----- MATERIAL FOR THIS EXERCISE
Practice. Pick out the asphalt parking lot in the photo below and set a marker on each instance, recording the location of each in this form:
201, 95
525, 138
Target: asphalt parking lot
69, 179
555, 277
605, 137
----------
REQUIREMENT - Reproduce the listing above, substituting "paved parking area" for every occurrence of "asphalt parking lot" and leaving all other text unchanged.

RIGHT ANSWER -
Practice. Pick out the paved parking area in the photo below and set a marker on each instance, recording the location of each in this form:
201, 95
525, 138
Target: paved parking area
69, 179
555, 277
605, 137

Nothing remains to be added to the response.